Kathu

Boom town: This Google Earth image demonstrates the spectacular town growth over the last decade.

A decade or so ago, Kathu in South Africa’s Northern Cape province was little more than a quaint mining town with a fantastic golf course. Supported almost entirely by the nearby Sishen iron ore mine, no one had expected that the town would change remarkably in the coming decade. But a surge in the global price of steel encouraged Anglo American, the majority owner of Kumba Iron Ore, to expand production, rapidly increasing employment. The town boomed. House prices went through the roof, further strengthened by a lump sum bonus to all employees in 2011. (Not all investments were sensible, though: one story goes that upon receiving the bonus, an employee drove to a neighbouring town to purchase a new luxury car, only to crash it on the way back.) The people of Kathu saw their disposable incomes and living standards increase. Two new malls opened in a town with less than 15000 people.

And then it all came tumbling down. A few weeks ago, Anglo announced that, based on weak prospects in China and the low price of steel, it will cut around 4000 jobs at the Sishen mine. House prices are falling and those new developments that rose like mushrooms are going unsold. Stores are likely to close their doors soon, cutting more jobs. The future for the former quaint mining town looks bleak.

Kathu is a microcosm of the problem with development based on natural resources. Oxford University economist Anthony Venables investigates this conundrum in the most recent edition of the Journal of Economic Perspectives, asking ‘Using Natural Resources for Development: Why Has It Proven So Difficult?’. Venables explains that the successful use of natural resources requires multiple stages. First the deposits have to be discovered and extracted. Then the revenues need to be divided between the government, investors and other claimants (like the local community). What is important is how these revenues are split between the different claimants, and what it is used for. Finally, the indirect, negative effects to the rest of the economy must be allayed.

Dividing what can often be large gains can be difficult. Discovery and extraction licenses are typically awarded to encourage the most efficient mining companies to operate, but can result in corrupt practices. To avoid this, auctions provide one mechanism to ensure the government maximise revenue. Auctions do not work everywhere, though: in Botswana, the government instead negotiated with the dominant De Beers to ensure a larger share of the gains from diamonds.

▶ _Exercises_
1. In the text about Kathu, approximately how many jobs did Anglo announce it would cut at the Sishen mine?
2. Reproduce the passage of the Kathu text from "And then it" through "town looks bleak.".

Collected data
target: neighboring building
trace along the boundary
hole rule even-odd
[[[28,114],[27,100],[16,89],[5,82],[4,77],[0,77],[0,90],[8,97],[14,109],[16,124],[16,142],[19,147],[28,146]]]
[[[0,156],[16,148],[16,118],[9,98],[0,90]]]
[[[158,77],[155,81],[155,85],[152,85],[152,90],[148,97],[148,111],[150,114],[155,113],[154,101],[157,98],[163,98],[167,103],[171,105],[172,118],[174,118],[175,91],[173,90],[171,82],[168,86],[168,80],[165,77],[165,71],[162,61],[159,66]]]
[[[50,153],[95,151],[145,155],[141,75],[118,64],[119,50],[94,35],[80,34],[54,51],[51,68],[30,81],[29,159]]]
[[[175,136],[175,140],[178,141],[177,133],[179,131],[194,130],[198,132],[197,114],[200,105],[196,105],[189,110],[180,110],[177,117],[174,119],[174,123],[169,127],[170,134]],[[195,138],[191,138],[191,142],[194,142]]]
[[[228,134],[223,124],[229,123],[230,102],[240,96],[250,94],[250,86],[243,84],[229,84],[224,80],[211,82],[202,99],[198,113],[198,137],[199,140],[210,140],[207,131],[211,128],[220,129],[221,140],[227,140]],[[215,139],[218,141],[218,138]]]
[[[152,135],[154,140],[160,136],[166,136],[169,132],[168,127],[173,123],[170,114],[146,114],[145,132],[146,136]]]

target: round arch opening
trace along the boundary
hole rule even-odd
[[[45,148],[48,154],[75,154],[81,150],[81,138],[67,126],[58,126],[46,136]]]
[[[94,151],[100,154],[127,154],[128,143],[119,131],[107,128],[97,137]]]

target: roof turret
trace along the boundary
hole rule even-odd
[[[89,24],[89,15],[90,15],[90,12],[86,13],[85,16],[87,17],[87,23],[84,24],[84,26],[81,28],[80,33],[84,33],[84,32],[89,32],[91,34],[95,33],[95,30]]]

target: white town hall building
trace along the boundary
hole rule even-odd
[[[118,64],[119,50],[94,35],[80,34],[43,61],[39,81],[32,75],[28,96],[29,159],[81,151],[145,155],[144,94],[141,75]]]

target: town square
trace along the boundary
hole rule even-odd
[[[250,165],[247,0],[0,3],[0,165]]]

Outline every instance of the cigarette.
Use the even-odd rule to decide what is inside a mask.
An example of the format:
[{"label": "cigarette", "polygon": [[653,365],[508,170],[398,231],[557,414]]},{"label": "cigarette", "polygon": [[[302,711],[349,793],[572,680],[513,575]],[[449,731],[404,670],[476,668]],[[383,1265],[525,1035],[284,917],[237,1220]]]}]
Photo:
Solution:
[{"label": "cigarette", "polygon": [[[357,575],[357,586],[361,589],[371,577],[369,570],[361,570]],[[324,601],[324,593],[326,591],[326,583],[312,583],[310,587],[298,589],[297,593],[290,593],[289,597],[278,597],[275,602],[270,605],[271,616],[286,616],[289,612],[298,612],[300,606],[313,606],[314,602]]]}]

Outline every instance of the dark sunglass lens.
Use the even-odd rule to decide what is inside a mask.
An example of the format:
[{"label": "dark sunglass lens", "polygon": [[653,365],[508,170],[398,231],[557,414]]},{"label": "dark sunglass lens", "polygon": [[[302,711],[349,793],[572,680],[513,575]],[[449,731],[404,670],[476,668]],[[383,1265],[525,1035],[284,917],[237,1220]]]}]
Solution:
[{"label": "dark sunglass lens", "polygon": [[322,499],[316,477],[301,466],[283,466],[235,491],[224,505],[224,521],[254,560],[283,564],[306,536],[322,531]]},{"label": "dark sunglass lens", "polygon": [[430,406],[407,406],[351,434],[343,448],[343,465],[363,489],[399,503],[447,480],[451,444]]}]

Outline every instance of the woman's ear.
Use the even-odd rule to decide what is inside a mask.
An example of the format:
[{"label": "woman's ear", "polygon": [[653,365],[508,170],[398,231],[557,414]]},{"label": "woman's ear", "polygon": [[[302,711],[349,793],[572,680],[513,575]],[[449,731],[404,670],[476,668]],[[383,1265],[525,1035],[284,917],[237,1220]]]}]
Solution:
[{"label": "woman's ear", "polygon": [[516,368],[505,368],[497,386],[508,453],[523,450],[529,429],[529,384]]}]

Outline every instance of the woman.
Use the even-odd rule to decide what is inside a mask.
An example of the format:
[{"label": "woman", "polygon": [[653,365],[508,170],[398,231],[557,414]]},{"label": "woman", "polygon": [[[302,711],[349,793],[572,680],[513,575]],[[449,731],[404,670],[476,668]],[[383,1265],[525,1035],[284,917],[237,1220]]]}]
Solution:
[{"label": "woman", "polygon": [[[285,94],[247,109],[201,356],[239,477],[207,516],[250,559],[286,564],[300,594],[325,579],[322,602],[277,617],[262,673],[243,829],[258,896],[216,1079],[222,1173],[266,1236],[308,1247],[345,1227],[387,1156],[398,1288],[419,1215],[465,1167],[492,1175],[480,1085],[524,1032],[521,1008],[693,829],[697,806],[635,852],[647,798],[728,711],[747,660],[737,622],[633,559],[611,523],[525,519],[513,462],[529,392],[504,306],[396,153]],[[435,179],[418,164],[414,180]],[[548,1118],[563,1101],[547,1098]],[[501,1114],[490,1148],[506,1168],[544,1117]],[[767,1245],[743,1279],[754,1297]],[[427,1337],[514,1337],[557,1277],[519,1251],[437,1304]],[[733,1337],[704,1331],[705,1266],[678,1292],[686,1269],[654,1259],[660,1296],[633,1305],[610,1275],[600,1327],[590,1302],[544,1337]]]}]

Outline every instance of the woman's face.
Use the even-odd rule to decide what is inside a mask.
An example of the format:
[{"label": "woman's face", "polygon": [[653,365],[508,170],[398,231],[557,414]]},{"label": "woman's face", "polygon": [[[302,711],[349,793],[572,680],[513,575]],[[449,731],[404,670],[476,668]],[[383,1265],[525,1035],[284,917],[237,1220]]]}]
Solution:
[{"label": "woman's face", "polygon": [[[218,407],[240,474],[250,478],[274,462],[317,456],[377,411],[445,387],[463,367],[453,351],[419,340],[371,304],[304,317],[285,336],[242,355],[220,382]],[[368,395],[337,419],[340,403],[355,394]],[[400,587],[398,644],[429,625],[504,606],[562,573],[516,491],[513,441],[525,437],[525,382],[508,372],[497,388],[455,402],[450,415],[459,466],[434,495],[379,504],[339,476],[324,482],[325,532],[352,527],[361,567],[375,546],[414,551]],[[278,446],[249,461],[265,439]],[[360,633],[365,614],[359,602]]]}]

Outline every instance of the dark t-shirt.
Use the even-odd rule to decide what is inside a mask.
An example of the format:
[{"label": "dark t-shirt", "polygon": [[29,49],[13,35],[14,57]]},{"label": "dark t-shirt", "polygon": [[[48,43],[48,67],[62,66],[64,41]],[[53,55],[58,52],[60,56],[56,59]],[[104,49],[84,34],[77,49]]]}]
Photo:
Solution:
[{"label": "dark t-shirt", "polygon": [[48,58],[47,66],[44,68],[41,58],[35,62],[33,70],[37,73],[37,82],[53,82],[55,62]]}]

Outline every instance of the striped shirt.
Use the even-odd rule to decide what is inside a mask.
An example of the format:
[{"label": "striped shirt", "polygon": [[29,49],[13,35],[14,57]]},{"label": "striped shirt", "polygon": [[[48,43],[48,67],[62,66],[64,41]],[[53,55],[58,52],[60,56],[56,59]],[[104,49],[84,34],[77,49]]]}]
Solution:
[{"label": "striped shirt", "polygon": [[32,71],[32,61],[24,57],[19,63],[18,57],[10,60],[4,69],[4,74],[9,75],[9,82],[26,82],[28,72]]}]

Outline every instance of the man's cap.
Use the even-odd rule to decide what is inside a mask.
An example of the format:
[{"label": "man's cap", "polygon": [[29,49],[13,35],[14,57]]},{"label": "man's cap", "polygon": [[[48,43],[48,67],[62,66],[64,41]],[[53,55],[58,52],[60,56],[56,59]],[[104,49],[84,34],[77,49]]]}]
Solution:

▶ _Task-by-task results_
1. Around 4000 jobs.

2.
And then it all came tumbling down. A few weeks ago, Anglo announced that, based on weak prospects in China and the low price of steel, it will cut around 4000 jobs at the Sishen mine. House prices are falling and those new developments that rose like mushrooms are going unsold. Stores are likely to close their doors soon, cutting more jobs. The future for the former quaint mining town looks bleak.